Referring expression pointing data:
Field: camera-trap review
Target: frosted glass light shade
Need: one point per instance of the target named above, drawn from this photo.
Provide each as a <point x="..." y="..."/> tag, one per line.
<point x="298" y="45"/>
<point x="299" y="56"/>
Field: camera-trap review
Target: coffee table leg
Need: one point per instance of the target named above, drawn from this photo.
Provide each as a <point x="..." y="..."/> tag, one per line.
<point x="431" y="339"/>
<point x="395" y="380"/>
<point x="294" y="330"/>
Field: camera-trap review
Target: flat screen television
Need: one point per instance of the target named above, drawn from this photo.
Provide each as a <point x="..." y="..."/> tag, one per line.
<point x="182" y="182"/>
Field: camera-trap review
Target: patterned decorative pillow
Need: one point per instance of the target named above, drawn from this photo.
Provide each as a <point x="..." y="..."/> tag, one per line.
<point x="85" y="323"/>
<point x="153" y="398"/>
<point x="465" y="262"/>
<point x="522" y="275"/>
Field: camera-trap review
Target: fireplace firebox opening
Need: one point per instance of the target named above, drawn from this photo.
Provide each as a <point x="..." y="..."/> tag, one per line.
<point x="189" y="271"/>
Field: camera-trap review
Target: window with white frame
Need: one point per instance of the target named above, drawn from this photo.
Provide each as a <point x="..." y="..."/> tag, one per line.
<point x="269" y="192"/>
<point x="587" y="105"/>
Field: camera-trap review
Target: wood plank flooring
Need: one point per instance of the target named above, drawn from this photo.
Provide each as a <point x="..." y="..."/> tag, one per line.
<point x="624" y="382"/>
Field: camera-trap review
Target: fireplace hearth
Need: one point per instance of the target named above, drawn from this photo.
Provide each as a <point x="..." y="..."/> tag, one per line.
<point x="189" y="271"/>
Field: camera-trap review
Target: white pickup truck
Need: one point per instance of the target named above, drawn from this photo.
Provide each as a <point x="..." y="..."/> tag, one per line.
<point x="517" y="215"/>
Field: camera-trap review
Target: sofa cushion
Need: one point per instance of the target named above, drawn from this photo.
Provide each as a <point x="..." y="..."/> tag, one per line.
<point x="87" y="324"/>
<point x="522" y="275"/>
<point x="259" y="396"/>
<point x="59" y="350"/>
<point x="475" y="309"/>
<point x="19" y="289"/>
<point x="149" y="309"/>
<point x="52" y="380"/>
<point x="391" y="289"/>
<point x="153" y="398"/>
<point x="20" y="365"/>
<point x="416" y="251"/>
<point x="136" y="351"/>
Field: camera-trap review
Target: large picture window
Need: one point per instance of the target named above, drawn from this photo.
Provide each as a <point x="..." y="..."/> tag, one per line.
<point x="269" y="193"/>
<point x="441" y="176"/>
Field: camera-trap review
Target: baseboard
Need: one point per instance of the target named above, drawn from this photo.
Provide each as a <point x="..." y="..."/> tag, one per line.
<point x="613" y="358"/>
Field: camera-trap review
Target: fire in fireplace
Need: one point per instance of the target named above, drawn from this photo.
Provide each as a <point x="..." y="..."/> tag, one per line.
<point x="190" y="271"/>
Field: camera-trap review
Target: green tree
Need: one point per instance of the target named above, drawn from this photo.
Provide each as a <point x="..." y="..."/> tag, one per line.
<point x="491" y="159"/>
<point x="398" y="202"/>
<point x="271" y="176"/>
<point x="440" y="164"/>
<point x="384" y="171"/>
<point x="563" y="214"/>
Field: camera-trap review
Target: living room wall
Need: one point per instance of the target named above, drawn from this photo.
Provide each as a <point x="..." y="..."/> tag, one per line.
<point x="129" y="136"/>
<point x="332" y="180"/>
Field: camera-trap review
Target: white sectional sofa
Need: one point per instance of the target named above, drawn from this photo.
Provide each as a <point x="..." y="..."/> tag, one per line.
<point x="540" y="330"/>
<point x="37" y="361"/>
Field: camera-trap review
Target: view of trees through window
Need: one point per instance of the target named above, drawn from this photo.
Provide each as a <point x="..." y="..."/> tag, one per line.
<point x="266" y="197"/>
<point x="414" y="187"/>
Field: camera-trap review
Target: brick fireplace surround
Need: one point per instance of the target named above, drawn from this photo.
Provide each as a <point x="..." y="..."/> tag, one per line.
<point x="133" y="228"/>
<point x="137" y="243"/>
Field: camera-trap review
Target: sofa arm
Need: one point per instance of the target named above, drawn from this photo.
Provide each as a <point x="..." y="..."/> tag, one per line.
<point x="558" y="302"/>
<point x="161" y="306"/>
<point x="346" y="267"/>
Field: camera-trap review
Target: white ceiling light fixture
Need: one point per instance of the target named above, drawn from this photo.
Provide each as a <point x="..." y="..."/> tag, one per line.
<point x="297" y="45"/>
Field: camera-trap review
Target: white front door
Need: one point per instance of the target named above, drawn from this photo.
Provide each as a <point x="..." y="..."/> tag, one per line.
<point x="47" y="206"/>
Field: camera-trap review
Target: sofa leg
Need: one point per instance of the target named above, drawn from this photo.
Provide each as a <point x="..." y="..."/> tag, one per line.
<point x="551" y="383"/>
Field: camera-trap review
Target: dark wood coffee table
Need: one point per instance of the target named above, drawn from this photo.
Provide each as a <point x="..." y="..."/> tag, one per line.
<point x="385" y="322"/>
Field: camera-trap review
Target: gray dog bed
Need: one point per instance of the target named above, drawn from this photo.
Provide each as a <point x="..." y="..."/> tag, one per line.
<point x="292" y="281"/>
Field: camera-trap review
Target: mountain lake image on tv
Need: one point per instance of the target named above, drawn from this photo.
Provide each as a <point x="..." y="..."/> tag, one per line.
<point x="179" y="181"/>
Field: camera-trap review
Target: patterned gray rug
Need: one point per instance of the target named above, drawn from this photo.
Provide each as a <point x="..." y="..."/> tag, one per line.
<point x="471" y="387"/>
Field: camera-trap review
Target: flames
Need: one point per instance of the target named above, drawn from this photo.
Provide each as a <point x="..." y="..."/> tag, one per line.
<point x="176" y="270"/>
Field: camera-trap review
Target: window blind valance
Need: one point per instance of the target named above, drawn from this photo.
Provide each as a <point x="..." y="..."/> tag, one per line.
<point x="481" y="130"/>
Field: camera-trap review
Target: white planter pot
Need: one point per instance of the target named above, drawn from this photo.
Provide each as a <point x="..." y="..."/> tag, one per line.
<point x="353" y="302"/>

» What to do: Each record above should be retyped in full, exactly as shown.

» Solution:
Field: camera-trap review
Target: frosted glass light shade
Need: one point per instance of the target named above, drawn from this photo.
Provide each as a <point x="..." y="..."/> tag, one per line.
<point x="298" y="45"/>
<point x="299" y="56"/>
Field: camera-trap review
Target: coffee table leg
Need: one point per instance of the target named above, drawn from this photo.
Provide each as a <point x="..." y="..."/> tag, one per line.
<point x="431" y="339"/>
<point x="395" y="380"/>
<point x="294" y="330"/>
Field: camera-trap review
Target: flat screen television
Need: one point per instance of the target named above, drawn from this photo.
Provide each as a <point x="..." y="..."/> tag, one per line.
<point x="182" y="182"/>
Field: camera-trap review
Target: patterned decorative pillow
Need: one point per instance of the target named above, drawn from this photo.
Provide each as a <point x="..." y="..."/> tag, one per line.
<point x="85" y="323"/>
<point x="153" y="398"/>
<point x="465" y="262"/>
<point x="522" y="275"/>
Field: camera-trap review
Target: fireplace firebox opening
Need: one point per instance of the target named above, drawn from this photo.
Provide each as a <point x="..." y="..."/> tag, one per line.
<point x="189" y="271"/>
Field: camera-trap review
Target: window with white frame
Need: one point per instance of the target named above, drawn from this photo.
Provide each as a <point x="..." y="..."/> tag, one per line.
<point x="269" y="192"/>
<point x="587" y="105"/>
Field: camera-trap review
Target: wood plank flooring
Need: one point per instance of the target named above, drawn from this photo.
Provide each as a <point x="..." y="..."/> tag, one per line.
<point x="624" y="382"/>
Field: camera-trap review
Target: fireplace hearth
Need: one point per instance of the target named above, drawn from this photo.
Provide each as a <point x="..." y="..."/> tag, one per line.
<point x="189" y="271"/>
Field: camera-trap review
Target: white pickup truck
Need: one point per instance of the target named above, drawn from this photo.
Provide each as a <point x="..." y="..."/> tag, one per line.
<point x="517" y="215"/>
Field: camera-trap review
Target: sofa cushion
Need: one point per instance of the target named above, drawn from this photo.
Provide each as a <point x="..." y="..."/> tag, one per line.
<point x="87" y="324"/>
<point x="522" y="275"/>
<point x="259" y="396"/>
<point x="59" y="350"/>
<point x="475" y="309"/>
<point x="19" y="289"/>
<point x="149" y="309"/>
<point x="52" y="380"/>
<point x="391" y="289"/>
<point x="153" y="398"/>
<point x="20" y="365"/>
<point x="416" y="251"/>
<point x="136" y="351"/>
Field: camera-trap review
Target: large picture window
Need: one point per instance of the target named above, drawn from this photo.
Provide each as a <point x="..." y="..."/> tag, one per line.
<point x="269" y="193"/>
<point x="441" y="176"/>
Field: camera-trap review
Target: baseboard
Need: one point per instance of the target named above, drawn from this photo.
Provide each as a <point x="..." y="..."/> tag, one per line.
<point x="613" y="358"/>
Field: camera-trap review
Target: fire in fireplace
Need: one point per instance of the target named above, drawn from this photo.
Provide each as a <point x="..." y="..."/> tag, one per line.
<point x="190" y="271"/>
Field: camera-trap review
Target: green tree
Need: one point per instance of the target named above, drawn from this photo.
Provide each as a <point x="..." y="..."/> tag, one per line.
<point x="491" y="159"/>
<point x="398" y="202"/>
<point x="271" y="176"/>
<point x="440" y="164"/>
<point x="384" y="171"/>
<point x="563" y="214"/>
Field: camera-trap review
Target: living room wall
Need: one point per instance of the target named above, drawn from this photo.
Provide each as a <point x="..." y="..."/> tag, one per line.
<point x="129" y="136"/>
<point x="332" y="180"/>
Field: camera-trap review
Target: white sectional sofa
Need: one point per instance of the target named above, drawn from this photo.
Provide each as a <point x="..." y="..."/> tag, one per line.
<point x="540" y="330"/>
<point x="37" y="361"/>
Field: camera-trap review
Target: view of trees through window
Need: one point per instance of the target named above, drawn from this photo.
Provide each as a <point x="..." y="..."/> tag, one per line.
<point x="266" y="197"/>
<point x="414" y="187"/>
Field: camera-trap review
Target: brick fireplace surround
Need: one point per instance of the target named above, drawn from this photo.
Provide each as a <point x="..." y="..."/> tag, one per line.
<point x="133" y="228"/>
<point x="137" y="243"/>
Field: camera-trap review
Target: sofa arm
Need: one point per instance of the target named above, drawn from this photo.
Provide each as a <point x="..." y="..."/> tag, one per line.
<point x="558" y="302"/>
<point x="161" y="306"/>
<point x="346" y="267"/>
Field: camera-trap review
Target: white ceiling light fixture
Need: one point per instance of the target named above, drawn from this photo.
Provide each as a <point x="..." y="..."/> tag, one per line.
<point x="297" y="45"/>
Field: camera-trap review
Target: white front door
Need: one point per instance of the target named above, drawn from this photo.
Provide each as a <point x="..." y="..."/> tag, one per line.
<point x="47" y="206"/>
Field: camera-trap review
Target: sofa leg
Need: one point per instance of the target named above, drawn from this photo.
Provide each as a <point x="..." y="..."/> tag, one per line.
<point x="551" y="383"/>
Field: camera-trap review
Target: dark wood coffee table
Need: one point per instance of the target named above, drawn from this photo.
Provide each as a <point x="..." y="..."/> tag, one per line.
<point x="385" y="322"/>
Field: camera-trap review
Target: gray dog bed
Need: one point per instance of the target named above, drawn from this photo.
Provide each as a <point x="..." y="..."/> tag, one per line.
<point x="292" y="281"/>
Field: camera-trap review
Target: mountain lake image on tv
Need: one point per instance of the target named above, drawn from this photo.
Provide each as a <point x="..." y="..."/> tag, one per line.
<point x="179" y="181"/>
Field: camera-trap review
Target: patterned gray rug
Need: one point per instance of the target named above, drawn from this photo.
Provide each as a <point x="..." y="..."/> tag, one per line.
<point x="471" y="387"/>
Field: camera-trap review
Target: flames
Need: one point per instance of the target named above, drawn from this photo.
Provide each as a <point x="..." y="..."/> tag, one per line.
<point x="176" y="270"/>
Field: camera-trap review
Target: window blind valance
Need: one point per instance of the target named above, drawn from this photo.
Provide each as a <point x="..." y="..."/> tag, one per line.
<point x="481" y="130"/>
Field: camera-trap review
Target: white planter pot
Need: one point per instance of the target named above, drawn from this photo.
Provide each as a <point x="..." y="..."/> tag, one per line.
<point x="353" y="302"/>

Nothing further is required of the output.